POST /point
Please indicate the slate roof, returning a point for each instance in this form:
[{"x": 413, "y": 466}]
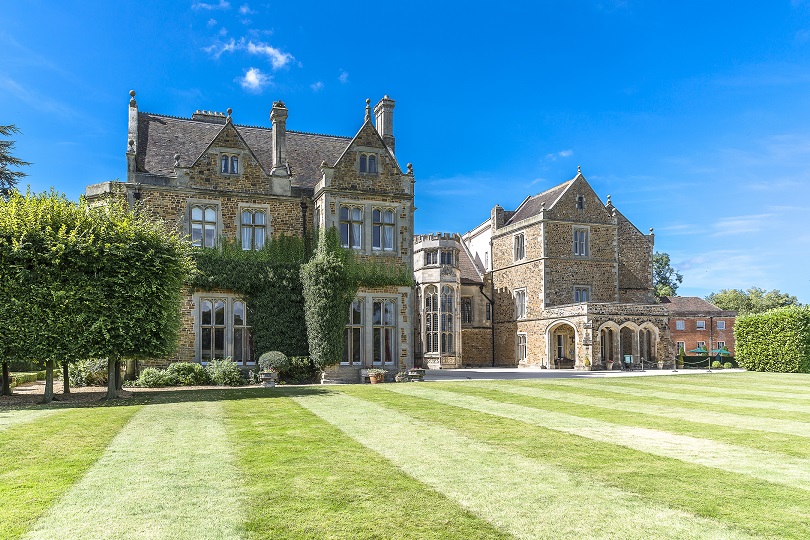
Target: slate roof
[
  {"x": 161, "y": 137},
  {"x": 693, "y": 306},
  {"x": 532, "y": 205}
]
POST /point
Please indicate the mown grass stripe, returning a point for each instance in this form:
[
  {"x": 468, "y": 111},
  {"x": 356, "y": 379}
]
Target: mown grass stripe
[
  {"x": 170, "y": 473},
  {"x": 307, "y": 479},
  {"x": 9, "y": 418},
  {"x": 527, "y": 498},
  {"x": 642, "y": 391},
  {"x": 738, "y": 421},
  {"x": 41, "y": 459},
  {"x": 769, "y": 466}
]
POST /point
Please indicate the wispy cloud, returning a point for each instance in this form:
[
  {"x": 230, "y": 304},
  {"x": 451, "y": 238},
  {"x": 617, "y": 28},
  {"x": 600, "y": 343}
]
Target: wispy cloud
[
  {"x": 254, "y": 80},
  {"x": 202, "y": 5}
]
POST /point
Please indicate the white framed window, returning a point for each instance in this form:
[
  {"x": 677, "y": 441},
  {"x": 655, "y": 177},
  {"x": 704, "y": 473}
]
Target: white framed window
[
  {"x": 382, "y": 230},
  {"x": 229, "y": 164},
  {"x": 253, "y": 228},
  {"x": 582, "y": 242},
  {"x": 353, "y": 336},
  {"x": 431, "y": 319},
  {"x": 582, "y": 293},
  {"x": 351, "y": 227},
  {"x": 204, "y": 225},
  {"x": 522, "y": 352},
  {"x": 519, "y": 251},
  {"x": 520, "y": 303},
  {"x": 431, "y": 257},
  {"x": 384, "y": 330},
  {"x": 223, "y": 329}
]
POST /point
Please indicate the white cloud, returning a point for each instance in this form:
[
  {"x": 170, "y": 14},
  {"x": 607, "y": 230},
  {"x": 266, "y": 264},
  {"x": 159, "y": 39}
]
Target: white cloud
[
  {"x": 254, "y": 80},
  {"x": 201, "y": 5},
  {"x": 277, "y": 58}
]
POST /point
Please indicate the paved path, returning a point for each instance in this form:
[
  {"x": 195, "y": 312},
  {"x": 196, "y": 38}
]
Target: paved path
[{"x": 532, "y": 373}]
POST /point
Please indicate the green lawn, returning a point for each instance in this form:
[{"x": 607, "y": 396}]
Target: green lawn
[{"x": 703, "y": 456}]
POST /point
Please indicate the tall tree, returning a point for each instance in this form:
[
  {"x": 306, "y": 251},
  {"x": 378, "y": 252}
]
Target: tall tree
[
  {"x": 753, "y": 300},
  {"x": 8, "y": 177},
  {"x": 666, "y": 279}
]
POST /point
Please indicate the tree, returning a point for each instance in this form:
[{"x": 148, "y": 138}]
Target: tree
[
  {"x": 9, "y": 178},
  {"x": 754, "y": 300},
  {"x": 665, "y": 278}
]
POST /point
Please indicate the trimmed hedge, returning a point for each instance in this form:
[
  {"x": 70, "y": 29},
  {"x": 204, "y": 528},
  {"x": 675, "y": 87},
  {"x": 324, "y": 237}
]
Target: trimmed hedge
[{"x": 777, "y": 341}]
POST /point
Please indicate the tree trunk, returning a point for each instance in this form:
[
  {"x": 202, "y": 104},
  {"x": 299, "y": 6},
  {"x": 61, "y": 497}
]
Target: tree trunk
[
  {"x": 119, "y": 382},
  {"x": 65, "y": 378},
  {"x": 112, "y": 389},
  {"x": 48, "y": 382},
  {"x": 6, "y": 390}
]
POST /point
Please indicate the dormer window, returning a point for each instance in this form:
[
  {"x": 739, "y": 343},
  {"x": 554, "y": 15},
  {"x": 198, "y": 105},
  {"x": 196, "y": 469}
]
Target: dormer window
[{"x": 229, "y": 164}]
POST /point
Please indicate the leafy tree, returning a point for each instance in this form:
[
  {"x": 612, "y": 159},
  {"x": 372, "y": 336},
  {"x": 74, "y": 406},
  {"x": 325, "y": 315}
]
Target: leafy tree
[
  {"x": 9, "y": 178},
  {"x": 665, "y": 278},
  {"x": 753, "y": 300}
]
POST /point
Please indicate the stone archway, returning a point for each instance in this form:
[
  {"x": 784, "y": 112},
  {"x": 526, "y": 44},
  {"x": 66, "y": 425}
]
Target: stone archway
[{"x": 561, "y": 338}]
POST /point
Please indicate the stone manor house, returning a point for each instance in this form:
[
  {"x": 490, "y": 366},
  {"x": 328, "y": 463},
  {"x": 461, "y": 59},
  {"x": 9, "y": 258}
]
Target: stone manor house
[{"x": 564, "y": 280}]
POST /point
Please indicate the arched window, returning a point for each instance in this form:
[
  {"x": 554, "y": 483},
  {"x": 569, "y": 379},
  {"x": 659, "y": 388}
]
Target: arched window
[{"x": 431, "y": 319}]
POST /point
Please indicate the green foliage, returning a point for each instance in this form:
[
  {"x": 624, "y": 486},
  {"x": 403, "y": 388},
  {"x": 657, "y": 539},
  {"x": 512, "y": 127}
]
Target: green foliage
[
  {"x": 273, "y": 361},
  {"x": 224, "y": 372},
  {"x": 328, "y": 291},
  {"x": 754, "y": 300},
  {"x": 88, "y": 373},
  {"x": 665, "y": 278},
  {"x": 778, "y": 340},
  {"x": 269, "y": 281},
  {"x": 9, "y": 178},
  {"x": 187, "y": 374}
]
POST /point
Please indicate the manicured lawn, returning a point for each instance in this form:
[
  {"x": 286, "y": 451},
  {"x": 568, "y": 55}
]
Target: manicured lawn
[{"x": 704, "y": 456}]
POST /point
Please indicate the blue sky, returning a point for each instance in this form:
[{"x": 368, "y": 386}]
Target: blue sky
[{"x": 692, "y": 115}]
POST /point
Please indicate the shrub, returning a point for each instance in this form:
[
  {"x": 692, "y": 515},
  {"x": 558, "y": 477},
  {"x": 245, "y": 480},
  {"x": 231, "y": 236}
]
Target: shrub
[
  {"x": 274, "y": 361},
  {"x": 88, "y": 373},
  {"x": 187, "y": 374},
  {"x": 778, "y": 340},
  {"x": 224, "y": 372}
]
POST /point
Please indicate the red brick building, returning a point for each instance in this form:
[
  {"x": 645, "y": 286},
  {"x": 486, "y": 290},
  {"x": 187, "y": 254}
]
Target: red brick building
[{"x": 694, "y": 323}]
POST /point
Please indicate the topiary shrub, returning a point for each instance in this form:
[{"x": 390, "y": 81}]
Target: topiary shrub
[
  {"x": 88, "y": 373},
  {"x": 274, "y": 361},
  {"x": 224, "y": 372},
  {"x": 777, "y": 340},
  {"x": 187, "y": 374}
]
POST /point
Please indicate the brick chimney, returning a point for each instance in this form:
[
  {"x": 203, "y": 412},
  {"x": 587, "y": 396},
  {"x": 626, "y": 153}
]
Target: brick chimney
[
  {"x": 278, "y": 116},
  {"x": 384, "y": 112}
]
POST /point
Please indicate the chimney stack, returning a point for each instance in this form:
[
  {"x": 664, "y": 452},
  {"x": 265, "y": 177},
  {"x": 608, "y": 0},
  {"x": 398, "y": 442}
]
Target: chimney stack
[
  {"x": 278, "y": 116},
  {"x": 384, "y": 111}
]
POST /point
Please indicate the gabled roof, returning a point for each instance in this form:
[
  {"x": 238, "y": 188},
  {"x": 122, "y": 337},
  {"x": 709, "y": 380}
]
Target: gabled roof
[
  {"x": 694, "y": 306},
  {"x": 533, "y": 204},
  {"x": 161, "y": 137}
]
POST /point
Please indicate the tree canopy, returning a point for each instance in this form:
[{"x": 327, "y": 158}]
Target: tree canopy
[
  {"x": 8, "y": 177},
  {"x": 666, "y": 279},
  {"x": 753, "y": 300}
]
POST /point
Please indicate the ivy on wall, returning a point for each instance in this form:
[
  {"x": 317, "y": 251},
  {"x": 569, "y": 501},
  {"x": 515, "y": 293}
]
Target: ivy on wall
[{"x": 777, "y": 340}]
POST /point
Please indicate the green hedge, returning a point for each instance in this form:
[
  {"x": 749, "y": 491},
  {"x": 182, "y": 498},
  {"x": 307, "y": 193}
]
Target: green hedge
[{"x": 778, "y": 340}]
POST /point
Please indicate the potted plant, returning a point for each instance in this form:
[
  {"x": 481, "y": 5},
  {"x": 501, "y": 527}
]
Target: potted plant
[
  {"x": 376, "y": 375},
  {"x": 270, "y": 364}
]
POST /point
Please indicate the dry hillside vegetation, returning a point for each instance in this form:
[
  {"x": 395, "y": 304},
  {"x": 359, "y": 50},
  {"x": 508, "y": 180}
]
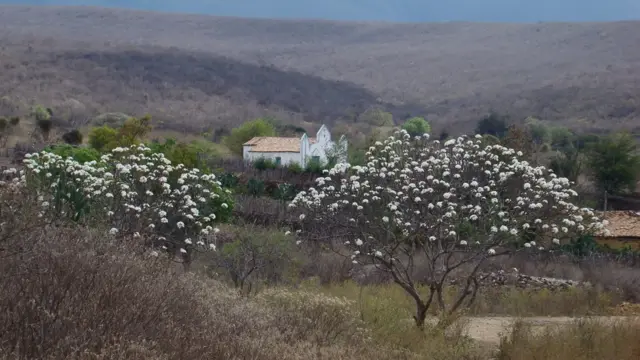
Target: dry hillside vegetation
[{"x": 201, "y": 70}]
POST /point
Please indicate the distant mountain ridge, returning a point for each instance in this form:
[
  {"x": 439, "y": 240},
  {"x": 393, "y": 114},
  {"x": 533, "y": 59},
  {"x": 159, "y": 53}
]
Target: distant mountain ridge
[
  {"x": 196, "y": 70},
  {"x": 386, "y": 10}
]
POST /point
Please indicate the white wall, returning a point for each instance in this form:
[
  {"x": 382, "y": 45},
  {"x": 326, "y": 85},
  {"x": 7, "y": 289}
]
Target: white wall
[
  {"x": 307, "y": 150},
  {"x": 286, "y": 158}
]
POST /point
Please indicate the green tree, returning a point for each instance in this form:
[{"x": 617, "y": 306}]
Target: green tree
[
  {"x": 492, "y": 124},
  {"x": 377, "y": 117},
  {"x": 417, "y": 126},
  {"x": 134, "y": 130},
  {"x": 103, "y": 138},
  {"x": 615, "y": 163},
  {"x": 73, "y": 137},
  {"x": 567, "y": 164},
  {"x": 538, "y": 130},
  {"x": 247, "y": 131},
  {"x": 561, "y": 138}
]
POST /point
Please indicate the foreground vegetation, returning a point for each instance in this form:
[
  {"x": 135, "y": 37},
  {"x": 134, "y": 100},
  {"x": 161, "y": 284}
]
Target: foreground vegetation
[{"x": 111, "y": 248}]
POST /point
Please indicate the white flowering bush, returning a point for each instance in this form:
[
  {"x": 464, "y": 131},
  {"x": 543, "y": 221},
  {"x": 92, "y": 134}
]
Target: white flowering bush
[
  {"x": 453, "y": 204},
  {"x": 138, "y": 193}
]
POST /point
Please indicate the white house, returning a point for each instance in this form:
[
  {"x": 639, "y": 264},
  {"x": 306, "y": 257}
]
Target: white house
[{"x": 284, "y": 150}]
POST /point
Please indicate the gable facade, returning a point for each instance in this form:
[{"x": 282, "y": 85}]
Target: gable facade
[{"x": 285, "y": 151}]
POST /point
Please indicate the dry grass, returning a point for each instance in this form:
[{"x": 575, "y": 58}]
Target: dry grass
[
  {"x": 582, "y": 340},
  {"x": 72, "y": 293},
  {"x": 504, "y": 301},
  {"x": 582, "y": 74}
]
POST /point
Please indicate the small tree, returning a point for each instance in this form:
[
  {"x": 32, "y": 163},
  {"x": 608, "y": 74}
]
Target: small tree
[
  {"x": 247, "y": 131},
  {"x": 416, "y": 126},
  {"x": 254, "y": 254},
  {"x": 455, "y": 205},
  {"x": 538, "y": 130},
  {"x": 567, "y": 164},
  {"x": 614, "y": 163},
  {"x": 376, "y": 117},
  {"x": 103, "y": 138},
  {"x": 133, "y": 131},
  {"x": 73, "y": 137},
  {"x": 493, "y": 124}
]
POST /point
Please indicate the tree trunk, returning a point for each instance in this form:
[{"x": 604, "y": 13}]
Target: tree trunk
[{"x": 421, "y": 314}]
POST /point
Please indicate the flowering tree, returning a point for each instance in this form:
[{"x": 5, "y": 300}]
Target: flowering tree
[
  {"x": 138, "y": 193},
  {"x": 454, "y": 204}
]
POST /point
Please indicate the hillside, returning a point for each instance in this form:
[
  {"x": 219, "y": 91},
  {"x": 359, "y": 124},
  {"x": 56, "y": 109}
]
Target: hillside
[
  {"x": 385, "y": 10},
  {"x": 199, "y": 71}
]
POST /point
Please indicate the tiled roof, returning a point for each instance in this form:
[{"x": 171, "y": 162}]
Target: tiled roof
[
  {"x": 622, "y": 223},
  {"x": 274, "y": 144}
]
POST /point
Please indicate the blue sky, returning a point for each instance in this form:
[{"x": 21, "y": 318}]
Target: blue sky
[{"x": 388, "y": 10}]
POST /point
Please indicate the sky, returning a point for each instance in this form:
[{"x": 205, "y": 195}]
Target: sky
[{"x": 386, "y": 10}]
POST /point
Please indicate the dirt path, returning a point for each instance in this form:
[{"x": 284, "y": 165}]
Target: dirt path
[{"x": 490, "y": 329}]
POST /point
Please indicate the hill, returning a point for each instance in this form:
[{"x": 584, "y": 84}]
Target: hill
[
  {"x": 198, "y": 70},
  {"x": 399, "y": 10}
]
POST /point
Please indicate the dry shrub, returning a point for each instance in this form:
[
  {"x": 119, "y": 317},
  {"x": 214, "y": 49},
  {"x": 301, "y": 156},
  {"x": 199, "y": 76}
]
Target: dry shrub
[
  {"x": 581, "y": 340},
  {"x": 573, "y": 301},
  {"x": 70, "y": 293},
  {"x": 313, "y": 315},
  {"x": 76, "y": 293},
  {"x": 328, "y": 267}
]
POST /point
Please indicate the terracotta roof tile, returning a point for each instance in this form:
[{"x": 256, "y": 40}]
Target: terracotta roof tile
[
  {"x": 623, "y": 223},
  {"x": 274, "y": 144}
]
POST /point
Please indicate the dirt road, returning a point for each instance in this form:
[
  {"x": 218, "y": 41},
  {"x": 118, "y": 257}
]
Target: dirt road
[{"x": 490, "y": 329}]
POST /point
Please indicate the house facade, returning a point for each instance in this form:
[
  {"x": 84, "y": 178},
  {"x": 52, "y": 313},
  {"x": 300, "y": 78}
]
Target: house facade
[
  {"x": 623, "y": 230},
  {"x": 285, "y": 151}
]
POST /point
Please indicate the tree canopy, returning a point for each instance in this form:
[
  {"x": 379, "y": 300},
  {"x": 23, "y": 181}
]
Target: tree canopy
[{"x": 247, "y": 131}]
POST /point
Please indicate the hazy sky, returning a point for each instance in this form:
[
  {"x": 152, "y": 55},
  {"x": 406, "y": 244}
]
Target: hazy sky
[{"x": 389, "y": 10}]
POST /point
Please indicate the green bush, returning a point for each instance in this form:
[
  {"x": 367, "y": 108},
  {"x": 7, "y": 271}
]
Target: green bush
[
  {"x": 264, "y": 164},
  {"x": 191, "y": 155},
  {"x": 79, "y": 154},
  {"x": 73, "y": 137},
  {"x": 229, "y": 180},
  {"x": 137, "y": 193},
  {"x": 417, "y": 126},
  {"x": 314, "y": 167},
  {"x": 103, "y": 138},
  {"x": 284, "y": 192},
  {"x": 246, "y": 132},
  {"x": 255, "y": 187},
  {"x": 295, "y": 168},
  {"x": 254, "y": 254}
]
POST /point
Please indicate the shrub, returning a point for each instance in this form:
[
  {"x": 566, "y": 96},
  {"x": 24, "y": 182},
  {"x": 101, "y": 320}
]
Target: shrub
[
  {"x": 295, "y": 168},
  {"x": 229, "y": 180},
  {"x": 416, "y": 126},
  {"x": 255, "y": 187},
  {"x": 582, "y": 339},
  {"x": 246, "y": 132},
  {"x": 191, "y": 155},
  {"x": 314, "y": 167},
  {"x": 285, "y": 192},
  {"x": 264, "y": 164},
  {"x": 103, "y": 138},
  {"x": 307, "y": 314},
  {"x": 136, "y": 192},
  {"x": 614, "y": 163},
  {"x": 79, "y": 154},
  {"x": 457, "y": 203},
  {"x": 493, "y": 124},
  {"x": 255, "y": 254}
]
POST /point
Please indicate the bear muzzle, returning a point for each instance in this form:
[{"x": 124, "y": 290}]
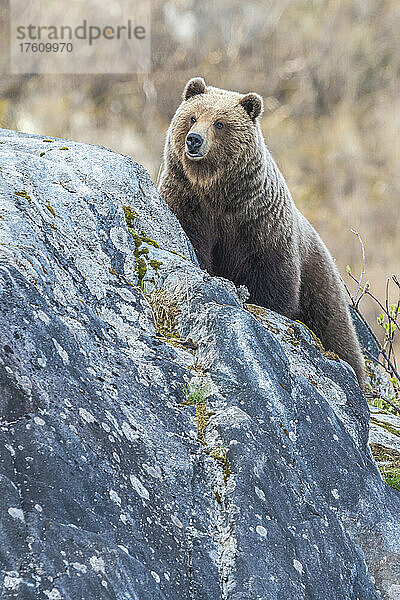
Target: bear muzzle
[{"x": 194, "y": 143}]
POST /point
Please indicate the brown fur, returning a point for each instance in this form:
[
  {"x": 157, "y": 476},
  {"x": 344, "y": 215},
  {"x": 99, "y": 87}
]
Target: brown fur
[{"x": 237, "y": 211}]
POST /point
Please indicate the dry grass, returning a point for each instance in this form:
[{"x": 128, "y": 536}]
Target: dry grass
[{"x": 328, "y": 70}]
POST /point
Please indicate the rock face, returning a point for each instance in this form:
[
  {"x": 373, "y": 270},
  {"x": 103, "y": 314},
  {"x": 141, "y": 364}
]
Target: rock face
[{"x": 158, "y": 439}]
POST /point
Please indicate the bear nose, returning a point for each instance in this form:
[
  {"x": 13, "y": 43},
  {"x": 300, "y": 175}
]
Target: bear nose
[{"x": 193, "y": 142}]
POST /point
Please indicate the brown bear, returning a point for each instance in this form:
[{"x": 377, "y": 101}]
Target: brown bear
[{"x": 220, "y": 180}]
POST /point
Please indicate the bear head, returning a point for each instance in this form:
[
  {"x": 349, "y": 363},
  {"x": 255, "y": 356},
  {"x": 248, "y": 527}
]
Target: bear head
[{"x": 215, "y": 130}]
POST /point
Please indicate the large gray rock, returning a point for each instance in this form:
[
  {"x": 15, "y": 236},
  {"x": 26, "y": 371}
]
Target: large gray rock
[{"x": 256, "y": 485}]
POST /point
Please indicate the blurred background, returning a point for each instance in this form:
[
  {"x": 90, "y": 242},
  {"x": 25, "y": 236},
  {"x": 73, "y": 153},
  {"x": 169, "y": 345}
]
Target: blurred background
[{"x": 329, "y": 73}]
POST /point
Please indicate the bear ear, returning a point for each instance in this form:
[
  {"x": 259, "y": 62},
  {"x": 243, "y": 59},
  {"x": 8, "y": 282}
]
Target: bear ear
[
  {"x": 194, "y": 86},
  {"x": 253, "y": 105}
]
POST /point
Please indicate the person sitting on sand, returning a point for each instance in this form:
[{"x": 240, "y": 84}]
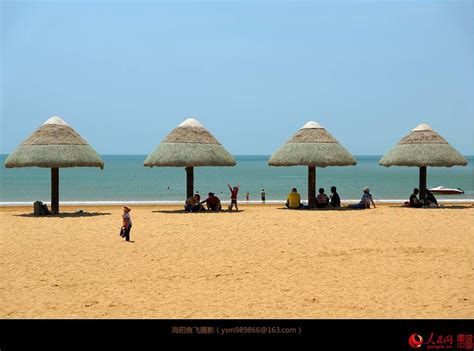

Written request:
Tally the lines in the items above that contain the word "mown". Reply with the number only.

Written answer:
2